_To be done_. Edit the items below by changing every "Polygons" to "Outlines" and leaving everything else untouched. Omit the pictures from your answer.

_Supplied records_.
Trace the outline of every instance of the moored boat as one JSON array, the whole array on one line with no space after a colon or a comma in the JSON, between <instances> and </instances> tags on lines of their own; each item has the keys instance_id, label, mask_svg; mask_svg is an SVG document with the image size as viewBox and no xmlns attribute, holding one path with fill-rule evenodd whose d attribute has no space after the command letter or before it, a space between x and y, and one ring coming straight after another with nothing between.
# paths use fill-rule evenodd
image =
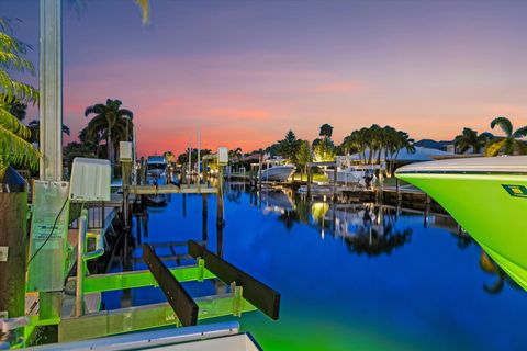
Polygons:
<instances>
[{"instance_id":1,"label":"moored boat","mask_svg":"<svg viewBox=\"0 0 527 351\"><path fill-rule=\"evenodd\" d=\"M395 176L436 200L527 290L527 156L414 163Z\"/></svg>"},{"instance_id":2,"label":"moored boat","mask_svg":"<svg viewBox=\"0 0 527 351\"><path fill-rule=\"evenodd\" d=\"M284 182L294 173L294 170L293 165L268 162L267 168L260 172L260 179L262 181Z\"/></svg>"},{"instance_id":3,"label":"moored boat","mask_svg":"<svg viewBox=\"0 0 527 351\"><path fill-rule=\"evenodd\" d=\"M148 156L146 173L150 177L162 177L167 171L167 160L162 156Z\"/></svg>"}]
</instances>

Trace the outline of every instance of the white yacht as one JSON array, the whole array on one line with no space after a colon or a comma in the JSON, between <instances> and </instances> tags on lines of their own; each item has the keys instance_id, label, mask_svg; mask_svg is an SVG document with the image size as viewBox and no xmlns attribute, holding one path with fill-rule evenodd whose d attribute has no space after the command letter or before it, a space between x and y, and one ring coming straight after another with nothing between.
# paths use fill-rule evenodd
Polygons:
<instances>
[{"instance_id":1,"label":"white yacht","mask_svg":"<svg viewBox=\"0 0 527 351\"><path fill-rule=\"evenodd\" d=\"M146 160L146 174L150 177L164 177L167 171L167 160L162 156L148 156Z\"/></svg>"},{"instance_id":2,"label":"white yacht","mask_svg":"<svg viewBox=\"0 0 527 351\"><path fill-rule=\"evenodd\" d=\"M296 169L294 165L284 163L281 159L265 161L266 168L259 174L262 181L284 182Z\"/></svg>"},{"instance_id":3,"label":"white yacht","mask_svg":"<svg viewBox=\"0 0 527 351\"><path fill-rule=\"evenodd\" d=\"M356 165L347 156L337 156L335 161L337 163L337 183L368 186L377 180L375 170L382 170L381 165ZM334 169L325 169L324 173L329 181L335 179Z\"/></svg>"}]
</instances>

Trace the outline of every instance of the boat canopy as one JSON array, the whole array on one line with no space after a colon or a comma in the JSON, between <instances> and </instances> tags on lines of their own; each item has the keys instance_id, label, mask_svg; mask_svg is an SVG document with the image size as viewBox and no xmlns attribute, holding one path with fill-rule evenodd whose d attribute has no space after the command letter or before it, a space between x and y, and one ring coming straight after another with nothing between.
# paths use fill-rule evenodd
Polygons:
<instances>
[{"instance_id":1,"label":"boat canopy","mask_svg":"<svg viewBox=\"0 0 527 351\"><path fill-rule=\"evenodd\" d=\"M527 156L474 157L413 163L396 173L526 173Z\"/></svg>"},{"instance_id":2,"label":"boat canopy","mask_svg":"<svg viewBox=\"0 0 527 351\"><path fill-rule=\"evenodd\" d=\"M360 159L361 155L354 154L354 155L350 155L350 157L354 159ZM370 157L370 150L367 149L366 158L368 159L369 157ZM374 157L377 157L377 152ZM401 149L395 160L399 162L417 162L417 161L431 161L439 158L450 158L450 157L456 157L456 155L451 152L437 150L437 149L416 146L414 152L410 152L404 148ZM381 155L381 158L384 158L383 154Z\"/></svg>"}]
</instances>

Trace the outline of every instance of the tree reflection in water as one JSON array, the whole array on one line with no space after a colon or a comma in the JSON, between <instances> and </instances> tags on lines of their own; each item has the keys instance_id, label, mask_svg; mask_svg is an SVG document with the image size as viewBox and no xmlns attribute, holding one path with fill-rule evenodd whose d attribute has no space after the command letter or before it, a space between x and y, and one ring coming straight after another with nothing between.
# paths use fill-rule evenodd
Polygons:
<instances>
[{"instance_id":1,"label":"tree reflection in water","mask_svg":"<svg viewBox=\"0 0 527 351\"><path fill-rule=\"evenodd\" d=\"M412 226L402 227L401 222L399 226L396 225L400 213L430 216L429 225L450 231L460 249L468 249L473 242L472 238L446 213L425 214L412 208L373 203L312 201L305 194L299 194L289 189L262 190L261 193L254 191L251 199L255 197L255 204L257 196L264 204L261 211L265 214L277 214L278 220L283 223L288 231L291 231L296 223L315 227L322 238L327 235L341 238L348 251L358 256L391 254L397 248L411 242ZM238 195L234 196L234 199L237 197ZM494 283L483 284L483 290L489 294L498 294L506 284L519 288L483 251L480 256L480 268L497 276Z\"/></svg>"}]
</instances>

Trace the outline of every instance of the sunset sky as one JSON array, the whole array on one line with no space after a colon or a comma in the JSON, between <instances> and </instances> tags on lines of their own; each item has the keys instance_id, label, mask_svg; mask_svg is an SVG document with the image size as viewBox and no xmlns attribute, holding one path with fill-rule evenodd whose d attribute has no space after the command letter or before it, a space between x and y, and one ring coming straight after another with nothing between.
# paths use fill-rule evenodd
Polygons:
<instances>
[{"instance_id":1,"label":"sunset sky","mask_svg":"<svg viewBox=\"0 0 527 351\"><path fill-rule=\"evenodd\" d=\"M249 151L323 123L337 143L373 123L415 139L527 124L527 1L152 0L148 26L132 0L65 3L67 141L108 98L134 111L139 155L199 129L203 147ZM23 21L38 66L38 1L0 0L0 16Z\"/></svg>"}]
</instances>

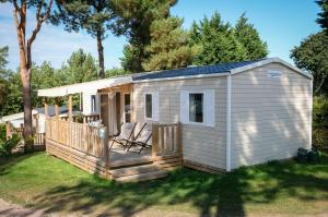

_Full answer_.
Trace the outline of every instance of the moored boat as one JSON array, the whole array on one line with no space after a colon or a comma in the JSON, between <instances> and </instances> tags on lines of their own; each item has the keys instance_id, label, mask_svg; mask_svg is an SVG document with the image size as viewBox and no xmlns attribute, holding one path with fill-rule evenodd whose d attribute has no space after the command letter or before it, a space between x and y, and one ring coming straight after another with nothing between.
# paths use fill-rule evenodd
image =
Outlines:
<instances>
[{"instance_id":1,"label":"moored boat","mask_svg":"<svg viewBox=\"0 0 527 351\"><path fill-rule=\"evenodd\" d=\"M395 176L436 200L527 290L527 156L414 163Z\"/></svg>"},{"instance_id":2,"label":"moored boat","mask_svg":"<svg viewBox=\"0 0 527 351\"><path fill-rule=\"evenodd\" d=\"M284 182L294 173L294 170L293 165L268 162L267 168L260 172L260 179L262 181Z\"/></svg>"},{"instance_id":3,"label":"moored boat","mask_svg":"<svg viewBox=\"0 0 527 351\"><path fill-rule=\"evenodd\" d=\"M148 156L146 173L150 177L162 177L167 171L167 160L162 156Z\"/></svg>"}]
</instances>

Trace the outline of every instance of the white yacht as one JSON array, the whole array on one line with no space after a colon or a comma in the JSON, between <instances> and </instances> tags on lines of their own; each item has the keys instance_id, label, mask_svg; mask_svg is an SVG document with the image size as viewBox and no xmlns attribute, holding one path with fill-rule evenodd whose d attribute has no space after the command letter or before it, a space between x and y, and one ring coming straight after another with nothing between.
# paths use fill-rule evenodd
Outlines:
<instances>
[{"instance_id":1,"label":"white yacht","mask_svg":"<svg viewBox=\"0 0 527 351\"><path fill-rule=\"evenodd\" d=\"M146 160L146 174L150 177L164 177L167 171L167 160L162 156L148 156Z\"/></svg>"},{"instance_id":2,"label":"white yacht","mask_svg":"<svg viewBox=\"0 0 527 351\"><path fill-rule=\"evenodd\" d=\"M296 169L294 165L284 163L281 159L265 161L266 168L259 174L262 181L284 182Z\"/></svg>"},{"instance_id":3,"label":"white yacht","mask_svg":"<svg viewBox=\"0 0 527 351\"><path fill-rule=\"evenodd\" d=\"M356 165L347 156L337 156L335 161L337 163L337 183L368 186L377 180L375 170L382 170L381 165ZM334 169L325 169L324 173L329 181L335 179Z\"/></svg>"}]
</instances>

Trace the outline of every instance of the boat canopy as one JSON array, the whole array on one line with no space after a colon or a comma in the JSON, between <instances> and </instances> tags on lines of their own; each item has the keys instance_id, label, mask_svg; mask_svg is an SVG document with the image size as viewBox and no xmlns attribute, holding one path with fill-rule evenodd whose d attribute has no space after the command letter or before it, a space between x and y, and one ring coming straight after another with nothing between.
# paths use fill-rule evenodd
Outlines:
<instances>
[{"instance_id":1,"label":"boat canopy","mask_svg":"<svg viewBox=\"0 0 527 351\"><path fill-rule=\"evenodd\" d=\"M527 156L474 157L413 163L396 173L526 173Z\"/></svg>"},{"instance_id":2,"label":"boat canopy","mask_svg":"<svg viewBox=\"0 0 527 351\"><path fill-rule=\"evenodd\" d=\"M360 159L361 155L354 154L354 155L350 155L350 157L354 159ZM370 157L370 150L367 149L366 158L368 159L369 157ZM374 157L377 157L377 152ZM401 149L395 160L399 162L417 162L417 161L431 161L439 158L450 158L450 157L456 157L456 155L451 152L437 150L437 149L416 146L414 152L410 152L404 148ZM381 155L381 158L384 158L383 154Z\"/></svg>"}]
</instances>

Trace the outline of every instance of the tree reflection in water as one JSON array, the whole array on one line with no space after a colon or a comma in the JSON, between <instances> and </instances> tags on lines of their own; each item has the keys instance_id, label, mask_svg; mask_svg is an SVG document with the image size as viewBox and no xmlns attribute, holding one path with fill-rule evenodd whose d attribute has no space after the command letter or before it, a space between x and y, and one ring coming straight after another with nothing between.
# paths use fill-rule evenodd
Outlines:
<instances>
[{"instance_id":1,"label":"tree reflection in water","mask_svg":"<svg viewBox=\"0 0 527 351\"><path fill-rule=\"evenodd\" d=\"M412 226L402 227L401 222L399 226L396 225L400 213L430 216L429 225L450 231L460 249L468 249L473 242L472 238L446 213L425 214L412 208L373 203L312 201L305 194L299 194L289 189L262 190L261 193L254 191L251 199L255 197L255 204L257 196L264 204L261 211L265 214L277 214L278 220L283 223L288 231L291 231L296 223L315 227L322 238L327 235L341 238L348 251L358 256L391 254L397 248L411 242ZM238 195L234 196L234 199L237 197ZM494 283L483 284L483 290L489 294L498 294L506 284L519 288L483 251L480 256L480 268L497 276Z\"/></svg>"}]
</instances>

Trace the outline of every instance of the sunset sky as one JSON array, the whole array on one line with no space after a colon or a comma in the JSON, between <instances> and </instances> tags on lines of their own; each item has the keys instance_id, label, mask_svg; mask_svg is an SVG document with the image size as viewBox and no xmlns attribute, holding one path with fill-rule evenodd whose d attribute has no space after the command letter or before it, a space between x and y, and one ring coming straight after another with nothing between.
# paths use fill-rule evenodd
Outlines:
<instances>
[{"instance_id":1,"label":"sunset sky","mask_svg":"<svg viewBox=\"0 0 527 351\"><path fill-rule=\"evenodd\" d=\"M249 151L323 123L337 143L373 123L415 139L527 124L527 1L152 0L148 26L132 0L65 3L67 141L108 98L134 111L139 155L199 129L203 147ZM23 21L38 66L38 1L0 0L0 16Z\"/></svg>"}]
</instances>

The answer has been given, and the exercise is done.